Excerpt —

=======

Fredric Michael "Fred" Lynn (born February 3, 1952) is a former center fielder in Major League Baseball who played for the Boston Red Sox (1974–1980), California Angels (1981–1984), Baltimore Orioles (1985–1988), Detroit Tigers (1988–1989) and San Diego Padres (1990). He is best known for being the first player to win the Rookie of the Year award and MVP in the same season.

Lynn was inducted into the Boston Red Sox Hall of Fame in 2002 and to the College Baseball Hall of Fame in 2007.[1]


  • Professional career 1
    • Boston Red Sox 1.1
    • California Angels 1.2
    • Baltimore Orioles 1.3
    • Detroit Tigers and San Diego Padres 1.4
    • Career statistics 1.5
    • After baseball 1.6
  • See also 2
  • References 3
  • External links 4

Professional career

Boston Red Sox

After graduation from USC, Lynn started his career for the Red Sox with a 1975 season in which he won the Most Valuable Player and Rookie of the Year awards, the first player to win both in the same season. (The feat was duplicated by then-Seattle Mariners right fielder Ichiro Suzuki in 2001.) Lynn and fellow rookie outfielder Jim Rice were dubbed as the "Gold Dust Twins". In 1975, Lynn led the American League in doubles, runs scored and slugging percentage, finished second in the batting race with a .331 average, and won a Gold Glove Award for his defensive play. On June 18 at Tiger Stadium, he hit three home runs, had 10 RBI, and 16 total bases in one game.

Fred Lynn's career was hampered by some injuries caused by fearless play, such as a broken rib from crashing into an outfield wall, or knee injuries from breaking up double plays,and playing all out defensively. Lynn won three more Gold Gloves in 1978-80 and finished fourth in the 1979 MVP voting; he won the AL Batting title in that same year. ( 1979) while being elected to the All-Star team every year with the Red Sox, and nine time All Star over his career. He hit a home run in 3 different All-Star games for the Red Sox, in 1976, 1979, and 1980 and hit the only Grand Slam in All Star history in 1983.

California Angels

The Red Sox traded him along with Steve Renko to the Angels for Frank Tanana, Jim Dorsey and Joe Rudi after the 1980 season.[2] He never hit over .300 again. Lynn did go on to hit more than 20 home runs in six consecutive seasons starting in 1982, and was selected MVP of the 1982 American League Championship Series, the first player from the losing team ever selected. In 1983, he hit the only grand slam in All-Star history and was named MVP after being elected to the team for the ninth consecutive year. His four home runs in All-Star games is second only to Stan Musial.

In 1981, Lawrence Ritter and Donald Honig included him in their book The 100 Greatest Baseball Players of All Time.

=======

Set of tasks —
**a)** Do these statements agree with the excerpt on Fred Lynn? (i) Lynn entered the Boston Red Sox Hall of Fame in 2002. (ii) The Red Sox traded Lynn to the Angels before the 1980 season. (iii) Lynn batted over .300 again after the trade. Answer yes or no to each, quoting the words of the excerpt that decide it.
**b)** Using the excerpt on Fred Lynn, answer these:
(i) Which team did Lynn play for in 1990?
(ii) What nickname were Lynn and Jim Rice given?
(iii) Whose total of home runs in All-Star games is the only one higher than Lynn's?

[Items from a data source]
=======

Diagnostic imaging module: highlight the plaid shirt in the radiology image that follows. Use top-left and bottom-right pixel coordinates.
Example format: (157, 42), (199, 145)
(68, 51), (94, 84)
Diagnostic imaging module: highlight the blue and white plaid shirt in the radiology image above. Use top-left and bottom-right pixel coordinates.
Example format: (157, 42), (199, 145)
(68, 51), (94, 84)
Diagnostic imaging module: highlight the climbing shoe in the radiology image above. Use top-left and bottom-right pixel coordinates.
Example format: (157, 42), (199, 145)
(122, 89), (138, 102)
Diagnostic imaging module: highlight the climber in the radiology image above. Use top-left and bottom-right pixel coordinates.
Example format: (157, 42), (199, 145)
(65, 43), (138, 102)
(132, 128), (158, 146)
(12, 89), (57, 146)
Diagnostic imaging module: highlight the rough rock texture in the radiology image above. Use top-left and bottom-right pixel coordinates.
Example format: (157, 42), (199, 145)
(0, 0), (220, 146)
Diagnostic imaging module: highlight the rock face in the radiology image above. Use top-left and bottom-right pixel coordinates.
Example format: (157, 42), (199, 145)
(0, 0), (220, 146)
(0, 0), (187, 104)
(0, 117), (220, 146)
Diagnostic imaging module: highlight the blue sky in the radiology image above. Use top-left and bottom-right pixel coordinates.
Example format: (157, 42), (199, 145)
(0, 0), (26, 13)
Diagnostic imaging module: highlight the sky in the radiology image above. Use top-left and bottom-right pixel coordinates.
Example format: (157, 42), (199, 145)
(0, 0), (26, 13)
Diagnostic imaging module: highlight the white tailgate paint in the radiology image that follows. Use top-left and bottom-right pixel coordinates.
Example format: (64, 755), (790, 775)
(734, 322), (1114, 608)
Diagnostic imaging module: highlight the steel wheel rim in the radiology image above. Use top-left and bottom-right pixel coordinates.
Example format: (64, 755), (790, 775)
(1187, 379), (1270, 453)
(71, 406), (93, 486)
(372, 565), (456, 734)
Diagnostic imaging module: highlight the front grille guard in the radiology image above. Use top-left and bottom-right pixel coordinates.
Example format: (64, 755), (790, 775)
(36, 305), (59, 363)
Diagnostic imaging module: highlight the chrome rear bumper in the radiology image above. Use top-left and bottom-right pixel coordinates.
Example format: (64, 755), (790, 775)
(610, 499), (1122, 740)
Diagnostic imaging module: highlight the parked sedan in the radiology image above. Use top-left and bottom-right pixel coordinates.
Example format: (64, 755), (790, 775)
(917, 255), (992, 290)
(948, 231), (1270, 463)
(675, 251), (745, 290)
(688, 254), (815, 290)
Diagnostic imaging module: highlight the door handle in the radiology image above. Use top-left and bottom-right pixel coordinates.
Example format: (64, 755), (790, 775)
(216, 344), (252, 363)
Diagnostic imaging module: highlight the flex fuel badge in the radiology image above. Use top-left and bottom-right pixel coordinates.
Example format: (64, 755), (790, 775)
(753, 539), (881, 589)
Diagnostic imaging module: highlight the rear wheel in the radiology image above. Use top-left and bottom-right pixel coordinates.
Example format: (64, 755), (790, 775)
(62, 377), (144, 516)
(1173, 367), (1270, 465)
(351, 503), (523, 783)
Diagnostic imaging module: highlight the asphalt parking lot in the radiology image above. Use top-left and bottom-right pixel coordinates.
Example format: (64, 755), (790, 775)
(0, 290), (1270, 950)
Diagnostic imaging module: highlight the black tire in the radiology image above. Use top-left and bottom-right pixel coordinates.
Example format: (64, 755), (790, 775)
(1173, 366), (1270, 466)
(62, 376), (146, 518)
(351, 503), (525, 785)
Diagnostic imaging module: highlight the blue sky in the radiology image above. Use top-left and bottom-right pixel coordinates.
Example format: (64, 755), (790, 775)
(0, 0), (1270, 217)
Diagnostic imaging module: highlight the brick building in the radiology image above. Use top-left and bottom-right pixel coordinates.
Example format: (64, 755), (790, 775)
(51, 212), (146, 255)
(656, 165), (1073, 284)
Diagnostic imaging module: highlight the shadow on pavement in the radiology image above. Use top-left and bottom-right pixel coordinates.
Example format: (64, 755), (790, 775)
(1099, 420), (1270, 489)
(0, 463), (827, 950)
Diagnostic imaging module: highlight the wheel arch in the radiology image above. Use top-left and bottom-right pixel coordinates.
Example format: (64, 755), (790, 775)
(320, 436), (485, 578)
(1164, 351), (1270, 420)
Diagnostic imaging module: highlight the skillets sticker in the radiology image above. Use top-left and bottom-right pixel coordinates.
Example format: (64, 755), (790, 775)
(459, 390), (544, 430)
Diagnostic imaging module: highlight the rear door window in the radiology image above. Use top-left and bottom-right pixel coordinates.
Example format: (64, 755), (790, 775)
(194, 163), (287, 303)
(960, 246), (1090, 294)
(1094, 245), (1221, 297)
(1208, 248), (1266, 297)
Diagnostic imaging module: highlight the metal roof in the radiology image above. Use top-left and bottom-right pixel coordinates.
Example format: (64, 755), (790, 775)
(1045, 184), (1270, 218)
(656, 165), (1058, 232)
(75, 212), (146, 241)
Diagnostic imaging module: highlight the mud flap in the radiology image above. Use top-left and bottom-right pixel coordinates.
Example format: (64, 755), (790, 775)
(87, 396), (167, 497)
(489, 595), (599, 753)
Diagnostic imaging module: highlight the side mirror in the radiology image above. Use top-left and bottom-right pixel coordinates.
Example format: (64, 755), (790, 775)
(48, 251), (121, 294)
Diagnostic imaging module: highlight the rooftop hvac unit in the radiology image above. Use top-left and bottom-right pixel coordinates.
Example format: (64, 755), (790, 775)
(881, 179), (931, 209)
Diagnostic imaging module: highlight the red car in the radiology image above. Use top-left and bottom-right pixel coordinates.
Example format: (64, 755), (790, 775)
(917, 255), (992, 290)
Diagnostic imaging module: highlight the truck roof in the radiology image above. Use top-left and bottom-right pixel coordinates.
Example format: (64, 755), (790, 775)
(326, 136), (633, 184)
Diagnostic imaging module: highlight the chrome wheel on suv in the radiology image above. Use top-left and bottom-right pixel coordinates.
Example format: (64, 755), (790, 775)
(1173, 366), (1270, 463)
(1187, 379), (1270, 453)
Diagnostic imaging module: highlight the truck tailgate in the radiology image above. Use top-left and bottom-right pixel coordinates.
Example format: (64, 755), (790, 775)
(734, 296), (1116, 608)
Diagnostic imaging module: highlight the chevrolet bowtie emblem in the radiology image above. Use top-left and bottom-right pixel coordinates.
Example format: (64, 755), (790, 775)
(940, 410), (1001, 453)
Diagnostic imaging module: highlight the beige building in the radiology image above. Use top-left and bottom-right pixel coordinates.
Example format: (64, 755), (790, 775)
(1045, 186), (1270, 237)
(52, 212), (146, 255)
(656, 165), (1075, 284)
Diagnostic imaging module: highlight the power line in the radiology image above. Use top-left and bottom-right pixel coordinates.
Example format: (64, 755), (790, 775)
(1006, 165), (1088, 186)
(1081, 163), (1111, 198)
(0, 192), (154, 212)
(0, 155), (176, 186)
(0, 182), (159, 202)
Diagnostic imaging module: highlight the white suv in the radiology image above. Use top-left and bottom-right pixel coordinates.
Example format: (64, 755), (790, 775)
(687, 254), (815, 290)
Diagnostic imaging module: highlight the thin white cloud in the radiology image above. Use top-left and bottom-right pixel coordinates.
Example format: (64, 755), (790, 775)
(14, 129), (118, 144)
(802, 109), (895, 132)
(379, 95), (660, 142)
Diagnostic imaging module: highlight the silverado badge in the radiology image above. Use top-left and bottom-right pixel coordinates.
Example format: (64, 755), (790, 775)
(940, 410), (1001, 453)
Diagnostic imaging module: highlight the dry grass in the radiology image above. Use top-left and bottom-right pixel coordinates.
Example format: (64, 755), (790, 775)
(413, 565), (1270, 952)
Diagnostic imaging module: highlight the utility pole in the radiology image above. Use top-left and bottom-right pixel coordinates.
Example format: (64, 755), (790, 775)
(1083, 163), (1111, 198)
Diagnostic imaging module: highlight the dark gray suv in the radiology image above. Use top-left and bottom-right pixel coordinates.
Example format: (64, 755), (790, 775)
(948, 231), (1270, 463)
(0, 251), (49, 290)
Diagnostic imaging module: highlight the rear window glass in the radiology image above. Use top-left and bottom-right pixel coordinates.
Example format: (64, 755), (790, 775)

=======

Response list —
**a)**
(i) Yes: "Lynn was inducted into the Boston Red Sox Hall of Fame in 2002"
(ii) No: "The Red Sox traded him along with Steve Renko to the Angels for Frank Tanana, Jim Dorsey and Joe Rudi after the 1980 season."
(iii) No: "He never hit over .300 again."

**b)**
(i) The San Diego Padres
(ii) The "Gold Dust Twins"
(iii) Stan Musial's